Work task =>
Having found the line that contains "kitchen sink. Write your answer below.", please retype only it and every line after it up to the end of the entries, exactly as written.

Material for this task =>
^^^^^^^^
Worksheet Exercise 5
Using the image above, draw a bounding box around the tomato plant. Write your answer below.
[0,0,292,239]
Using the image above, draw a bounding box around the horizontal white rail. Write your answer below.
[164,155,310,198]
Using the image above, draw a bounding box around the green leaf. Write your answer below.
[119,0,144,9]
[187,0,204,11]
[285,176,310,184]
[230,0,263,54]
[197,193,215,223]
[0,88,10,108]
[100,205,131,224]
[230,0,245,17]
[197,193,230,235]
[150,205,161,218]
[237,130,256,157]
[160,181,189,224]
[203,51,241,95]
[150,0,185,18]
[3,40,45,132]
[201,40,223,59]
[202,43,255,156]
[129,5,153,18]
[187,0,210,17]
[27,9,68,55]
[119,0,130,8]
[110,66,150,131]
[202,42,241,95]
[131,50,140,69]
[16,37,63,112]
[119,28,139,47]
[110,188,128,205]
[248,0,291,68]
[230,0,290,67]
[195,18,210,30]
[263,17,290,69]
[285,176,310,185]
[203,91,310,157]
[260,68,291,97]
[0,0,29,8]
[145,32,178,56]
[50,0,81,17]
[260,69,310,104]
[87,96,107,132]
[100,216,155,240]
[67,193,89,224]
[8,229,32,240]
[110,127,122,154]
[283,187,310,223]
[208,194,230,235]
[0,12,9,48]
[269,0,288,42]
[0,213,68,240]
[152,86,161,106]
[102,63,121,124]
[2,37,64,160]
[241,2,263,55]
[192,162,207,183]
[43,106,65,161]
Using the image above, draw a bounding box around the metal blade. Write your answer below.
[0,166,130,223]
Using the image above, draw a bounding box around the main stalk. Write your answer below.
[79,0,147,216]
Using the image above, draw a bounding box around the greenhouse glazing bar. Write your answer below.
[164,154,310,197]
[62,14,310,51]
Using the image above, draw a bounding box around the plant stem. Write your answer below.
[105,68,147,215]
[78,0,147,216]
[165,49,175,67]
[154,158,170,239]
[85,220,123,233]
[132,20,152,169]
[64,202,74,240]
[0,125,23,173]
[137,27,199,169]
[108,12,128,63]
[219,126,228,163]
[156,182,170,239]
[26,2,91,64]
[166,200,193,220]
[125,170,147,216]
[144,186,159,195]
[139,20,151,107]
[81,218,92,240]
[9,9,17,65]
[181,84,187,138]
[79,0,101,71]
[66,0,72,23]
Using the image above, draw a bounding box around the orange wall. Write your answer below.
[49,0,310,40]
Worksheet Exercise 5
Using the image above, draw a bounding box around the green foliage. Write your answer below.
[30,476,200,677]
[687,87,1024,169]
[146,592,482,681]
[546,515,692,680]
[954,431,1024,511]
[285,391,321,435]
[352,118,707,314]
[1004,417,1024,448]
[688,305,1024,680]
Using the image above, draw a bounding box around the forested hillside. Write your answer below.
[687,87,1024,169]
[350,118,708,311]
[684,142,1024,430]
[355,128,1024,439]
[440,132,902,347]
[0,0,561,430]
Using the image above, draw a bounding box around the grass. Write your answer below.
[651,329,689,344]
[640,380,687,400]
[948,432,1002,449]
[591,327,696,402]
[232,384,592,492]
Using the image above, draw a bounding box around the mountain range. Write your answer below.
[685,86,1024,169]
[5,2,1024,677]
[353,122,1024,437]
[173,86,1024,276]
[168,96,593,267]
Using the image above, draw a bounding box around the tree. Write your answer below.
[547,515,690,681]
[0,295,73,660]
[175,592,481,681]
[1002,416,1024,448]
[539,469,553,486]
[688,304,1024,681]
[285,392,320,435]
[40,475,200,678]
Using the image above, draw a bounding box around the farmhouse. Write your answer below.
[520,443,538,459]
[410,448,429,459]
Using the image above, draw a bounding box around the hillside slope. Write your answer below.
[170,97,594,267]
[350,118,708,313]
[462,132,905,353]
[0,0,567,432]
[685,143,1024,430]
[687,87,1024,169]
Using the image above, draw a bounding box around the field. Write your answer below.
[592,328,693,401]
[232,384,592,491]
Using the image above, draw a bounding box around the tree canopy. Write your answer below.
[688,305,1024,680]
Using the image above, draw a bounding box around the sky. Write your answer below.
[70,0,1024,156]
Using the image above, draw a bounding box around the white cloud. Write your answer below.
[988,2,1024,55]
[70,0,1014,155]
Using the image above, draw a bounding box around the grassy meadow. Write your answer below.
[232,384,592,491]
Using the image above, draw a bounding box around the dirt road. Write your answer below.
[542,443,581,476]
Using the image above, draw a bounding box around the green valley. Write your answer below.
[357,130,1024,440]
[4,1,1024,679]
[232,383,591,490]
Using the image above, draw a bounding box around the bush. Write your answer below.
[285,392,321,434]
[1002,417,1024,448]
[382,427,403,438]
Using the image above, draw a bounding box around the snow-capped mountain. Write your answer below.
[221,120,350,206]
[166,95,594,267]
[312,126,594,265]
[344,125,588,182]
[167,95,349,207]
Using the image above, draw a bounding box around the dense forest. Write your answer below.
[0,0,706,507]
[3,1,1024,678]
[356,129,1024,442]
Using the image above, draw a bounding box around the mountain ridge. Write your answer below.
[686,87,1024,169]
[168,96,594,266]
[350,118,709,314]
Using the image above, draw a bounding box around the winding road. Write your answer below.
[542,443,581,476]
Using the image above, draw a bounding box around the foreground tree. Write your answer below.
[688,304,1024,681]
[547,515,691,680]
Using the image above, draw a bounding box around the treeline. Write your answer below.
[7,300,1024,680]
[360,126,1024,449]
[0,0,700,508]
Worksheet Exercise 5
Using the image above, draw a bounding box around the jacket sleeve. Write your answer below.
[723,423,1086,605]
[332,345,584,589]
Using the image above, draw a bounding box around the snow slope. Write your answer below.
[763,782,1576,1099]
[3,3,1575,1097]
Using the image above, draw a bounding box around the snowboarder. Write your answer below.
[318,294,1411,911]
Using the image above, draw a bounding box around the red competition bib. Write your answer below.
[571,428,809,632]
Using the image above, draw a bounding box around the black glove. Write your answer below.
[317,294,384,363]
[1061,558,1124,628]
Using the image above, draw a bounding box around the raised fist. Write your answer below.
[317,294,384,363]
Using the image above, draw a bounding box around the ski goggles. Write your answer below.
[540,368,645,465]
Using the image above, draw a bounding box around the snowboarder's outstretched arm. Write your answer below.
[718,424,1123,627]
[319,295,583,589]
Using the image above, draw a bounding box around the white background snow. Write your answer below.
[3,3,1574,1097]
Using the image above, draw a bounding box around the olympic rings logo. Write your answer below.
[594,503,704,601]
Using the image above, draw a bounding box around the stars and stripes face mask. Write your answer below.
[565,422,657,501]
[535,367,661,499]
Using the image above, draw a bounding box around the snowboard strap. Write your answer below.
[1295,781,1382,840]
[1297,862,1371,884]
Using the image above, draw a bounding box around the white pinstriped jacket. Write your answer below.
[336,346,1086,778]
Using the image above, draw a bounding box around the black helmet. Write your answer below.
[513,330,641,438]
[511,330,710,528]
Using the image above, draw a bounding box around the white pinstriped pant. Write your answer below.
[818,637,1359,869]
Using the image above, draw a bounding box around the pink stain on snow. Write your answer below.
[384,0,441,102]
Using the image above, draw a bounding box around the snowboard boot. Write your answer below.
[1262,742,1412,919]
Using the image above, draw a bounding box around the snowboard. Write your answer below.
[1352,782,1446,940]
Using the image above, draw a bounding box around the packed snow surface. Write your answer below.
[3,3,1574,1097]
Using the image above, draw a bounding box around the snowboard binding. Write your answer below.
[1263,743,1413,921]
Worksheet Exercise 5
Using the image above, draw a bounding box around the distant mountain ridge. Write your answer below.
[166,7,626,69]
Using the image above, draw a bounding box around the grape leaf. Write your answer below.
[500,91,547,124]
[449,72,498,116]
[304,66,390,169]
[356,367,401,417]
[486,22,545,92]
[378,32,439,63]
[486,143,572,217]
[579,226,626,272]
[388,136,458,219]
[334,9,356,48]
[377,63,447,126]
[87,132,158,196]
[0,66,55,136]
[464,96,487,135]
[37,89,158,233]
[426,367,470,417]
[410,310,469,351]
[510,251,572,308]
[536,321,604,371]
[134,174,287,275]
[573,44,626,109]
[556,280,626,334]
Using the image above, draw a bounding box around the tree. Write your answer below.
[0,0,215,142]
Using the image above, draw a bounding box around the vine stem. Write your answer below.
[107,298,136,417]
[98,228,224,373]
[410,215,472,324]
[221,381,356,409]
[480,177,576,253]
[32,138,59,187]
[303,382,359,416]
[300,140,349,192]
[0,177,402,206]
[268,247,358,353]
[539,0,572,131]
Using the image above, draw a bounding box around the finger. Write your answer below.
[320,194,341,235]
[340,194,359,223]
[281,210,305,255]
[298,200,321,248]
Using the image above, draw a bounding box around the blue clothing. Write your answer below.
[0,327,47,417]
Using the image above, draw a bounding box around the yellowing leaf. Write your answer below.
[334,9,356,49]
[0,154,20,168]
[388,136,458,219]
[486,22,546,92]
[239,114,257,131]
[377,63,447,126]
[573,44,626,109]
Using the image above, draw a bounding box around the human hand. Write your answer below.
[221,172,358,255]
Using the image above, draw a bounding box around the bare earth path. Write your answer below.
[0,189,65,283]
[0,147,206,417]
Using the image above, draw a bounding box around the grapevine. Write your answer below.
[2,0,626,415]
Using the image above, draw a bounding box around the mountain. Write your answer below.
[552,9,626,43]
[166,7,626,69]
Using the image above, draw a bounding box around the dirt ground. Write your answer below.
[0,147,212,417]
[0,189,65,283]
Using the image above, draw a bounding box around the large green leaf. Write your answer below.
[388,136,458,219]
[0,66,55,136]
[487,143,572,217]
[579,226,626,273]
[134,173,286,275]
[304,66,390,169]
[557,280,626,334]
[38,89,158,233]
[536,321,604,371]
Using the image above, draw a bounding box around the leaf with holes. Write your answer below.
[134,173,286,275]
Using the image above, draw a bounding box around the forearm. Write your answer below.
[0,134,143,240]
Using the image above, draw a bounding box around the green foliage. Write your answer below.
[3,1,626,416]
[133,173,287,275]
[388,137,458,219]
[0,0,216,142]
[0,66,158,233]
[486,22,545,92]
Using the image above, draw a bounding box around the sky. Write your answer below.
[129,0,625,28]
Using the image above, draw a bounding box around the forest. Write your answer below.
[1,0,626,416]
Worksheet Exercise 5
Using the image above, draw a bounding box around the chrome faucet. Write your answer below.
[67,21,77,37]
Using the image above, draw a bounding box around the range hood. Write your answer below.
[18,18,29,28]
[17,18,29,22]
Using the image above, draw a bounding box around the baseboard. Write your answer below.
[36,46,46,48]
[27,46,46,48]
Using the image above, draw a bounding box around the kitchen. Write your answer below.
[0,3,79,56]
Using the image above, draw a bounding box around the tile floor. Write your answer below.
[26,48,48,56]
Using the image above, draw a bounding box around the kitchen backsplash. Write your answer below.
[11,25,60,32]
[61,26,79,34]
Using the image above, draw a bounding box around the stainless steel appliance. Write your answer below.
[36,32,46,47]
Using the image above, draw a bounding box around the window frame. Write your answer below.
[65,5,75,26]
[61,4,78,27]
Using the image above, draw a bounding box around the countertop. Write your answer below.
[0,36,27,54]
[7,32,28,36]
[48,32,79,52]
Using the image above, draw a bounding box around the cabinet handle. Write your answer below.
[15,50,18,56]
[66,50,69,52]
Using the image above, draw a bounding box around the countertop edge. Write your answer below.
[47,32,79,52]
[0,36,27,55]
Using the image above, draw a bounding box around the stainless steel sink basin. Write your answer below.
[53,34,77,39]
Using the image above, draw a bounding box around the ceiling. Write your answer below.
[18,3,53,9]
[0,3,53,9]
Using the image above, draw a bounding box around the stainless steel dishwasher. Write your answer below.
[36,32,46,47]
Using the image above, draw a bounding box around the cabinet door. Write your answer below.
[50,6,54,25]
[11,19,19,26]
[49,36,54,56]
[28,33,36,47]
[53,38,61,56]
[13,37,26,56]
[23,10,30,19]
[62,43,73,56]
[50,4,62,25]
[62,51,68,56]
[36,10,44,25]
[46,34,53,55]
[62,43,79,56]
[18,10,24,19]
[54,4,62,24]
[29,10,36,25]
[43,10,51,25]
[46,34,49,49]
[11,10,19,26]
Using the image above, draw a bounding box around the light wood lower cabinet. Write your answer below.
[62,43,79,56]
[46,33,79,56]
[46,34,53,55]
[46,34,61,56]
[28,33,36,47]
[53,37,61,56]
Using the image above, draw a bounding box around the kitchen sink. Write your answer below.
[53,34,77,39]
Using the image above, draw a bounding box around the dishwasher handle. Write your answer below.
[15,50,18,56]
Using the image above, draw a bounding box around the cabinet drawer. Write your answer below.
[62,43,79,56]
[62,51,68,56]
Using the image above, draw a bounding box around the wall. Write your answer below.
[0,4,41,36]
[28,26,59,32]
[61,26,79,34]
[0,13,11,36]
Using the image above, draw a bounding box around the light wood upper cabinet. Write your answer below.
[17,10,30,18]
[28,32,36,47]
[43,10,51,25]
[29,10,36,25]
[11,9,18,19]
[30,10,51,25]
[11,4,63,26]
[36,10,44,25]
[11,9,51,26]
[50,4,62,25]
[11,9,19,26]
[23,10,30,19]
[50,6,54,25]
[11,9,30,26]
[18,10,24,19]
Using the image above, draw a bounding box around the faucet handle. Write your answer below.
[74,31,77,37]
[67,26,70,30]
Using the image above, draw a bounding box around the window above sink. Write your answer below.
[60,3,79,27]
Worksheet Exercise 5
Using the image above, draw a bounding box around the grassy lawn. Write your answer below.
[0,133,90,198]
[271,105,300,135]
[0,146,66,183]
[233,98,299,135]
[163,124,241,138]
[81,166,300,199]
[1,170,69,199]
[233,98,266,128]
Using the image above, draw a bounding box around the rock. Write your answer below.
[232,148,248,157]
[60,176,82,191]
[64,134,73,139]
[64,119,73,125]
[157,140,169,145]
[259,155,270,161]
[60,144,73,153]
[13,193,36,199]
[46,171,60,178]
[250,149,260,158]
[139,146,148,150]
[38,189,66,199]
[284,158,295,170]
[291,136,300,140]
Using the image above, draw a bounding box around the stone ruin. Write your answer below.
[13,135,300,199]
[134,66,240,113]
^^^^^^^^
Your response =>
Using the image above, draw a bounding box around the kitchen sink. Write your answer below.
[53,34,77,39]
Using the image above, draw a bounding box around the dishwasher handle. Write your answer below.
[15,50,18,56]
Using the image above, draw a bounding box around the cabinet drawer. Write your answer below.
[62,43,79,56]
[62,51,68,56]
Using the image above, draw a bounding box around the wall. Write your answer below.
[0,4,41,36]
[28,26,59,32]
[61,26,79,34]
[0,13,11,36]
Using the image above, draw a bounding box around the light wood upper cabinet. Write your answer below.
[17,10,30,18]
[28,32,36,47]
[43,10,51,25]
[29,10,36,25]
[11,9,18,19]
[30,10,51,25]
[11,4,63,26]
[36,10,44,25]
[11,9,51,26]
[50,4,62,25]
[11,9,19,26]
[23,10,30,19]
[50,6,54,25]
[11,9,30,26]
[18,10,24,19]
Using the image above, draw a bounding box around the faucet handle. Write your answer below.
[74,31,77,37]
[67,26,70,30]
Using the image above, draw a bounding box around the window above sink. Write your answer below.
[60,3,79,27]
Worksheet Exercise 5
Using the image above, draw a bounding box around the grassy lawn. Write your answer below.
[0,133,90,198]
[271,105,300,135]
[0,146,66,183]
[233,98,299,135]
[163,124,241,138]
[81,166,300,199]
[1,170,69,199]
[233,98,266,128]
Using the image above, draw a bounding box around the rock. Write your answer below.
[232,148,248,157]
[60,176,82,191]
[64,134,73,139]
[64,119,73,125]
[157,140,169,145]
[259,155,270,161]
[60,144,73,153]
[13,193,36,199]
[46,171,60,178]
[250,149,260,158]
[139,146,148,150]
[38,189,66,199]
[284,158,295,170]
[291,136,300,140]
Using the image above, draw a bounding box around the stone ruin. Write your answer below.
[13,135,300,199]
[134,66,240,113]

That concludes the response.